**What you will do**
Write what comes next in the news article about Poland's "sick cow" beef scandal, starting right after its final sentence.

Krakow, Poland – Poland finds itself at the heart of an escalating “sick cow” tainted meat scandal that has spread outside its borders to nearly half of EU countries.
According to the most recent reports, a dozen European countries have imported beef from a Polish slaughterhouse that was accused of handling sick cows. European countries have taken steps to contain the spread, conduct urgent checks of the situation and withdraw the suspect meat from shops and supermarkets. Besides Poland, the known affected countries are France, Germany, Spain, Sweden, Estonia, Finland, Hungary, Lithuania, Portugal, Romania, Slovakia and the Czech Republic.
According to official statements, Sweden and Finland imported respectively 230 kg and 250 km of the tainted beef. Slovak authorities, who summoned the Polish Ambassador over the scandal, said that from 300 to 600 kg of the “sick cow” meat could have reached Slovakia and even been distributed in schools and restaurants.
The Czech Agriculture Minister stated on Friday that around 300 kg of the ‘sick cow’ Polish meat was discovered in the Czech Republic, and Lithuania banned around 80 kg of potentially unsafe Polish beef meat from reaching the market. In France, the ministry of Agriculture also said late last week that all 800 kg of the spoiled beef had been identified and taken off shelves.
“Withdrawal and destruction of the meat is ongoing”, the EU Commission stated. After triggering the EU’s Rapid Alert System for Food and Feed (RASFF) on Tuesday to inform other states, Poland has identified 9.5 tonnes of beef from the plant, that has now been closed down, 2.7 tonnes of which were exported.
The scandal first erupted after the release of a covertly-filmed video, shot by investigative reporters from Superwizjer and broadcast by Polish TVN 24, in a plant in Central Poland. The reporters infiltrated the slaughterhouse late last year, and footage shows animals unable to walk being dragged to slaughter and people marking rotten and tainted beef as safe.
Pawel Niemczuk, Poland’s chief veterinary officer, said the abattoir was involved in “illegal activities, as slaughter was carried out deliberately at night, in order to avoid official supervision”. He struck a reassuring tone, claiming the tainted beef had quickly been withdrawn from circulation and that the meat now on sale in Polish supermarkets was completely safe.

**Material supplied**
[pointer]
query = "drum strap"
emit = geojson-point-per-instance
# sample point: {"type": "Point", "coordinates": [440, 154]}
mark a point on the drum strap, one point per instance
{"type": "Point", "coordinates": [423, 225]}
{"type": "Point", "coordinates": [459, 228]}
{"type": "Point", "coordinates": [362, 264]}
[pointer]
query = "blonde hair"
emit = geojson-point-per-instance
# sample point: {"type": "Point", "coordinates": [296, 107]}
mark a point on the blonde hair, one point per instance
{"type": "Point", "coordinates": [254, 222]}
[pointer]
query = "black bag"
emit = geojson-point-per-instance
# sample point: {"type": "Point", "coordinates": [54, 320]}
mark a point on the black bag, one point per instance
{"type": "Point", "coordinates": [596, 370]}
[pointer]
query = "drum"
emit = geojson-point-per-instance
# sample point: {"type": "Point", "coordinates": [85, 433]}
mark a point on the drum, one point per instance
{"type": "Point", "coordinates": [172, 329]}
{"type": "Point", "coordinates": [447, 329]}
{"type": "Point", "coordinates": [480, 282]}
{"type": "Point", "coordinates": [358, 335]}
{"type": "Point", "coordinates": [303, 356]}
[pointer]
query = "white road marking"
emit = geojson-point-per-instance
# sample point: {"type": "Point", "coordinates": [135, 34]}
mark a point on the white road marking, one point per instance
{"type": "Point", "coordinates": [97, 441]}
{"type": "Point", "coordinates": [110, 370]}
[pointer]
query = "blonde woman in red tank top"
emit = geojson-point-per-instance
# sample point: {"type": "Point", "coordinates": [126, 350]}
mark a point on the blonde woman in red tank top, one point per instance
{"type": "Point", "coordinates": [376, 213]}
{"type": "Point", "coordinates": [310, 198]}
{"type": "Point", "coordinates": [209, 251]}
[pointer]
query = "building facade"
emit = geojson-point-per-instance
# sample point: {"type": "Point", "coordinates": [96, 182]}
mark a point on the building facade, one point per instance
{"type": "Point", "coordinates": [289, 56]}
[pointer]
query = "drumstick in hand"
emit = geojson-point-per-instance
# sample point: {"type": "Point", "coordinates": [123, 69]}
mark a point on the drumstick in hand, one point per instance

**Response**
But Patryk Szczepaniak, the reporter who went undercover in the abattoir, told The Guardian that this may not have been an isolated incident and that these illegal practices might be much more widespread than authorities suggest.
Since his undercover footage was released, “my inbox is full of messages from people who live near slaughterhouses, former employees of slaughterhouses, former law-enforcement and regulatory officials, all claiming that similar things have been happening where they are”, he said. “More is definitely going to come out about this”.
EU food inspectors are due to come to Poland on Monday to monitor Warsaw’s response to the crisis, according to EU Commissioner for Health and Food Safety Vytenis Andriukaitis. He urged Poland to take strong action and prosecute “the perpetrators of such criminal behavior” which results in a “risk to public health” and the portrayal of “unacceptable treatment of animals”. According to EU regulations, all animals have to be inspected by an official vet both before and after slaughter.
Polish authorities have already announced that CCTV will be installed in slaughterhouses and additional health inspectors will be employed as part of a wider initiative the improve the monitoring of the country’s slaughterhouses.
Poland is the 7th biggest producer of beef in the European Union. In 2017, it produced more than 550.000 tonnes of beef and beef products, of which a large majority (around 85% last year) is exported to other countries, mainly in Europe.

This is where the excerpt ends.